Copy out the line bearing "window in the photo above." and all the lines after it, to the very end of the material below, exactly as written.

====== DATASET ENTRIES

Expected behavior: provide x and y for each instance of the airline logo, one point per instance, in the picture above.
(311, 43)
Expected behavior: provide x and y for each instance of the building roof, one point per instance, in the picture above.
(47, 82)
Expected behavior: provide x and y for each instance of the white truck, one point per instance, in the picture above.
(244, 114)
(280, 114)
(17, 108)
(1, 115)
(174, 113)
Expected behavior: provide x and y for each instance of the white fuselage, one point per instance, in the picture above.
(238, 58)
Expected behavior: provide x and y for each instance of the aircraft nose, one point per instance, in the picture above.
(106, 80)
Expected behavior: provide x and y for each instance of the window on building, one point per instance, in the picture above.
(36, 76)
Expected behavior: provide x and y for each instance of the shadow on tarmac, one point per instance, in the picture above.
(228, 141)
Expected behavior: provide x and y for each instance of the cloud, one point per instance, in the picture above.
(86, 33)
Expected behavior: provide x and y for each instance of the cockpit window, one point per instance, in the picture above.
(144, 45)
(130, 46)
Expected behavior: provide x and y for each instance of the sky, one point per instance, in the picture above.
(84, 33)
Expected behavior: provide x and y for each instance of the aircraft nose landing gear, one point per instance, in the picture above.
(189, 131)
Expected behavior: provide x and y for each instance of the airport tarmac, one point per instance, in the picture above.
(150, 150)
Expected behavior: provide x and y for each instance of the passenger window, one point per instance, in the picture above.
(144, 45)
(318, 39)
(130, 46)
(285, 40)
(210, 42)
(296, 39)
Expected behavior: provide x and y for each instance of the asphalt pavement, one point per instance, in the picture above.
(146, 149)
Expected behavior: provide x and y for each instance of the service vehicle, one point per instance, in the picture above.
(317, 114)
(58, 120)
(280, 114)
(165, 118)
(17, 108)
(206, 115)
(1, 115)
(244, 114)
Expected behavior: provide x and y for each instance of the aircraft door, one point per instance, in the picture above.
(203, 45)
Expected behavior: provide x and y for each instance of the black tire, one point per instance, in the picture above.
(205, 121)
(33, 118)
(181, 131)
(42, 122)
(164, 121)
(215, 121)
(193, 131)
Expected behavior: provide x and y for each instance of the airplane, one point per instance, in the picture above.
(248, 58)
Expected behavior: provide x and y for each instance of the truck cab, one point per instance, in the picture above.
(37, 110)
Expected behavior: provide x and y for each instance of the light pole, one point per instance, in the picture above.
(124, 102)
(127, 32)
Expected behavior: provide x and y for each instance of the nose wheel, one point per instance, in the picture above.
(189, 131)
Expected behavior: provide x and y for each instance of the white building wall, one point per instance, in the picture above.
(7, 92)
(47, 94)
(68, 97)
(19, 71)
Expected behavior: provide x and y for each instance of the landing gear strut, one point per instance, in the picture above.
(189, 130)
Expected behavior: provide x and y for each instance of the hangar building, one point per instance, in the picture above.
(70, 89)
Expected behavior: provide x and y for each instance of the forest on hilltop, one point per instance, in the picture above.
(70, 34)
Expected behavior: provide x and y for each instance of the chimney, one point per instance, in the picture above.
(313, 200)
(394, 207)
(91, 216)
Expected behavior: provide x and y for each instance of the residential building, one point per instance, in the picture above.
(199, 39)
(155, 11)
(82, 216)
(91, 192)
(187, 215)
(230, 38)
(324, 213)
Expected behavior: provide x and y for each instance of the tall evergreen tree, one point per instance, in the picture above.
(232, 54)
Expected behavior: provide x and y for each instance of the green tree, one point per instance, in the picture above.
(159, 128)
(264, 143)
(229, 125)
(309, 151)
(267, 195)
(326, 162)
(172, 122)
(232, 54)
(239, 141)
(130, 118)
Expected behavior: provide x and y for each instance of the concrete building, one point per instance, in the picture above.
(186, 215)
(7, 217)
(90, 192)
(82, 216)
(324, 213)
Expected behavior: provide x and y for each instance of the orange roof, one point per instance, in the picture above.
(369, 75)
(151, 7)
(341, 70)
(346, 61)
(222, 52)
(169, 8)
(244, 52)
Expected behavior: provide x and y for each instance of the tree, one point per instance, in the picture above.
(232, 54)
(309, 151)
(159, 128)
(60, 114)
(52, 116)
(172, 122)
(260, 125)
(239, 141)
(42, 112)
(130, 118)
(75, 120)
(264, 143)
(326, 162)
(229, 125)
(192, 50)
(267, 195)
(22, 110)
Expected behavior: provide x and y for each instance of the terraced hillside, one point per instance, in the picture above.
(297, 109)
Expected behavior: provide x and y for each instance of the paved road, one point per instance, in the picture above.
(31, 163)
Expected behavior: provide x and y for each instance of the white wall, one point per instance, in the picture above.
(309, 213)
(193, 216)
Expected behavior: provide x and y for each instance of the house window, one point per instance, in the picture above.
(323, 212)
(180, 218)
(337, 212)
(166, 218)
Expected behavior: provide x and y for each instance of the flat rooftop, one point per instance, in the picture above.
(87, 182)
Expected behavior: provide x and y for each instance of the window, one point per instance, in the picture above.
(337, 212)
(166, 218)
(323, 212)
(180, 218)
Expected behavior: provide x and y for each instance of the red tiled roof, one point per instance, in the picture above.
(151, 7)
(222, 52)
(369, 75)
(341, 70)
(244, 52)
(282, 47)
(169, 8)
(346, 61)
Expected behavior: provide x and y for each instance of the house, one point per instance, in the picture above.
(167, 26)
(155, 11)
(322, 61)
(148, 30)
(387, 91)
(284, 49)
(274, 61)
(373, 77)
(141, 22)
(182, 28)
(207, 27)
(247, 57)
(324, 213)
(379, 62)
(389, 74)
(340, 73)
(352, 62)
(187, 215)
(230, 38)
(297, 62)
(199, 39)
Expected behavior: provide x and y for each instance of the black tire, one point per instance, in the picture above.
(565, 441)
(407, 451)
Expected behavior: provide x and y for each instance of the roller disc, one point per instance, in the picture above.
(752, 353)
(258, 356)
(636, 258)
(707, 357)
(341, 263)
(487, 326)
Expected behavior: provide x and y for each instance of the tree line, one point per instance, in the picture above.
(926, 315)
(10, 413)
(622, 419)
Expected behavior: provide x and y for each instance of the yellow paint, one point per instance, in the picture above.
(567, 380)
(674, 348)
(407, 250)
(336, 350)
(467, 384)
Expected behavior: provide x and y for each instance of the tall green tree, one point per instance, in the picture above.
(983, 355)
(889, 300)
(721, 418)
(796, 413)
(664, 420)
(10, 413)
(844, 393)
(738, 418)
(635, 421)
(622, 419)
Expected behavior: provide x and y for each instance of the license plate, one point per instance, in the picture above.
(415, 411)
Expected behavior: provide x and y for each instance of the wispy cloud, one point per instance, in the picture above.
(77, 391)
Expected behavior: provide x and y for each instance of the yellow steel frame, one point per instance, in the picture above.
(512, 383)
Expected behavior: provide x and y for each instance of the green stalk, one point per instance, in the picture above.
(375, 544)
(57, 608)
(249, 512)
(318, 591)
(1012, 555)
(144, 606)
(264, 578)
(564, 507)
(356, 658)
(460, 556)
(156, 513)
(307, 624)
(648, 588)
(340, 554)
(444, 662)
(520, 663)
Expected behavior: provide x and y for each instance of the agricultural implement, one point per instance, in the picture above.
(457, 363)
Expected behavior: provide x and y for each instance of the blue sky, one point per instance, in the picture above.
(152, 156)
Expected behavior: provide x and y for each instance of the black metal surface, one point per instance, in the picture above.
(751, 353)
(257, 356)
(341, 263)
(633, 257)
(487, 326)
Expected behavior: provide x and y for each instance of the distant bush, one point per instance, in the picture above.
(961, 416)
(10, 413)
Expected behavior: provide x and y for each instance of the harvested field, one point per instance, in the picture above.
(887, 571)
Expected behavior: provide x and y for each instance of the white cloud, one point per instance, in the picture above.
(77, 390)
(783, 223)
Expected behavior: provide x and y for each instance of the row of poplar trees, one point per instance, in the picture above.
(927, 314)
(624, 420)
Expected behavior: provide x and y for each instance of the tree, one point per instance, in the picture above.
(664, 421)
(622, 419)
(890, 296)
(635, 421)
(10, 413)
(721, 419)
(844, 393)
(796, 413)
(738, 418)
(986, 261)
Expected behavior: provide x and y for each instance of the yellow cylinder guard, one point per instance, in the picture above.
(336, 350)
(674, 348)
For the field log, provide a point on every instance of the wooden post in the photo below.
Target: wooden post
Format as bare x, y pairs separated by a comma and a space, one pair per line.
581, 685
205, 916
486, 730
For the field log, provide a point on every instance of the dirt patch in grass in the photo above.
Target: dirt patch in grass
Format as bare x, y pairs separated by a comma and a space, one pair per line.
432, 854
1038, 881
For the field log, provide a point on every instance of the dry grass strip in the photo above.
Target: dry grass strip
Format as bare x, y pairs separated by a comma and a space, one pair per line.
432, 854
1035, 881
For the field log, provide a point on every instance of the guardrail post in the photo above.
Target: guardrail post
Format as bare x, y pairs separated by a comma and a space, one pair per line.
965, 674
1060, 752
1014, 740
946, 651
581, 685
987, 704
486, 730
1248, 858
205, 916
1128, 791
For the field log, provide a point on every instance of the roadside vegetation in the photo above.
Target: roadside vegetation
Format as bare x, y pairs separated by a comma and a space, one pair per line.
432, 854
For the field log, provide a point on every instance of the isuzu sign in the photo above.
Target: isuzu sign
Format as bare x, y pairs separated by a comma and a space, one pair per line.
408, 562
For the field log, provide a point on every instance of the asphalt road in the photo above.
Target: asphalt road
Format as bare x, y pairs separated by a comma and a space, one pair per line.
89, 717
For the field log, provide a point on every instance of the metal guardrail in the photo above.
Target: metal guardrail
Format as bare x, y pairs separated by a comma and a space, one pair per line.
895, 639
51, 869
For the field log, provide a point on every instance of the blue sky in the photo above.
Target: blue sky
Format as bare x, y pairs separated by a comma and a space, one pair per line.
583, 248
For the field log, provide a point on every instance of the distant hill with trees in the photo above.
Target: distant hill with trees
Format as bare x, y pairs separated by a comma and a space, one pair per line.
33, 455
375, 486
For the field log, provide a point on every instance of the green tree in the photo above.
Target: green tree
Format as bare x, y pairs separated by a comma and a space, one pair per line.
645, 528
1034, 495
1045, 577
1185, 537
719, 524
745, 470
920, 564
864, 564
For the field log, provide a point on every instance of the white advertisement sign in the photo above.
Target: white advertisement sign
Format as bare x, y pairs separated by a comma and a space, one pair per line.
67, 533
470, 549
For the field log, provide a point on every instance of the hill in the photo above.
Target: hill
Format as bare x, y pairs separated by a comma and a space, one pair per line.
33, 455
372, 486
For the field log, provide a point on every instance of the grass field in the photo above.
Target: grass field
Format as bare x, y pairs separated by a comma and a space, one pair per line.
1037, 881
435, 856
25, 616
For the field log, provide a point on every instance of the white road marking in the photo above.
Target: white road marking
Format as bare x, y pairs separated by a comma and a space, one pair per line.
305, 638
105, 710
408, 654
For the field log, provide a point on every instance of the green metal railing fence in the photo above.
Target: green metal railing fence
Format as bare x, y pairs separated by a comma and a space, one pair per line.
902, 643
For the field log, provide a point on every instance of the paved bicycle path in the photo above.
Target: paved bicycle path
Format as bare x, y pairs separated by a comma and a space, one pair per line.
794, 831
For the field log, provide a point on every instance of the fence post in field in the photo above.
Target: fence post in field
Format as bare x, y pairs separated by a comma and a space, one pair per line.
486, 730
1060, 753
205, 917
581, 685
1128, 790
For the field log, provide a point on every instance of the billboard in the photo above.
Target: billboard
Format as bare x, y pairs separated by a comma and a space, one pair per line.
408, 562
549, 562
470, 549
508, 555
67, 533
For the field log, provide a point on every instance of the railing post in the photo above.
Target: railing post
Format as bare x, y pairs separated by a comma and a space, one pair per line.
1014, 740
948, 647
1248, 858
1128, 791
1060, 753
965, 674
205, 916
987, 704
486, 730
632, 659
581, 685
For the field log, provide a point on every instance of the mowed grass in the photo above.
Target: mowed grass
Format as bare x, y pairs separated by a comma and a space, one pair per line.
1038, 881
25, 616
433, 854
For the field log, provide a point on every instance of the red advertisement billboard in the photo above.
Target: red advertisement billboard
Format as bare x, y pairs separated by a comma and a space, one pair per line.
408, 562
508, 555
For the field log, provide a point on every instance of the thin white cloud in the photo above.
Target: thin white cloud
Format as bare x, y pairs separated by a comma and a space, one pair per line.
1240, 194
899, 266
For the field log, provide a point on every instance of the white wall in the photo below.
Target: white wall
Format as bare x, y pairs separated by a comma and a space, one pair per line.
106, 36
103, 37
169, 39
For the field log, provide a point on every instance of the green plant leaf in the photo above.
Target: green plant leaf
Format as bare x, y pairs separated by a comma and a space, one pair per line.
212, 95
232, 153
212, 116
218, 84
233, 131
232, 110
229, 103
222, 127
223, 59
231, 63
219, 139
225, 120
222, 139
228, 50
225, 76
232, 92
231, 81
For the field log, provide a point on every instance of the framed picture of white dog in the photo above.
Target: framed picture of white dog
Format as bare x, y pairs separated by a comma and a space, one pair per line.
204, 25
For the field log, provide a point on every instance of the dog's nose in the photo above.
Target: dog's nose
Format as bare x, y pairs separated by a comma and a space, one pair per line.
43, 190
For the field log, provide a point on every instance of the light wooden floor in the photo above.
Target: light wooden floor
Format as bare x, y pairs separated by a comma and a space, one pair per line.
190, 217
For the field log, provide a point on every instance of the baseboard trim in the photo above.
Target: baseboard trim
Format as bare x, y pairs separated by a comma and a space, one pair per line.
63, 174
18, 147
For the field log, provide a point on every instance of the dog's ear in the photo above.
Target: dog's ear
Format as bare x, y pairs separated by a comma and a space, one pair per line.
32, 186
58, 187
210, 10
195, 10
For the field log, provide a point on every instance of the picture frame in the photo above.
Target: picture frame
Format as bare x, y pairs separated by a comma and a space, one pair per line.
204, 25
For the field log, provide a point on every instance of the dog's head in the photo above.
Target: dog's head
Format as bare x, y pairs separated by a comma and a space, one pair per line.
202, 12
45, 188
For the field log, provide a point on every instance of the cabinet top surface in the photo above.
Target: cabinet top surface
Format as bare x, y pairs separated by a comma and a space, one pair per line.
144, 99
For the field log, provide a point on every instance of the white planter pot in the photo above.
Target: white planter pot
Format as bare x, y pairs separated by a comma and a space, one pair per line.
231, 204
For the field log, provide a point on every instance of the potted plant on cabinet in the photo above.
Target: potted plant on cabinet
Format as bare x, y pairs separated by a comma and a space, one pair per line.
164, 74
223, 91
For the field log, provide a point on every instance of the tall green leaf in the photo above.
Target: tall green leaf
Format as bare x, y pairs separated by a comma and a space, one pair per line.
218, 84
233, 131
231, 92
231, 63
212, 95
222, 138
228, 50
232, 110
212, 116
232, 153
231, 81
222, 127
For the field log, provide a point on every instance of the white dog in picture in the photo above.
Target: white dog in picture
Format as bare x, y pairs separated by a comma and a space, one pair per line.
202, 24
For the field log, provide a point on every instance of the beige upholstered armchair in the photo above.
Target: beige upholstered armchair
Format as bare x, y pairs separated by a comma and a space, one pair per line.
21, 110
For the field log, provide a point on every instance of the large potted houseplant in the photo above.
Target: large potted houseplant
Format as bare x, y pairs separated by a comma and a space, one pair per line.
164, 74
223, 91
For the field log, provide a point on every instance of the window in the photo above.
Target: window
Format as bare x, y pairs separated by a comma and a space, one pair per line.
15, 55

============

■ TASK RESULT:
For the field log, provide a point on every instance of the window in the photo above.
Target: window
Format as bare x, y pairs separated by a comma and a space, one pair per line.
15, 55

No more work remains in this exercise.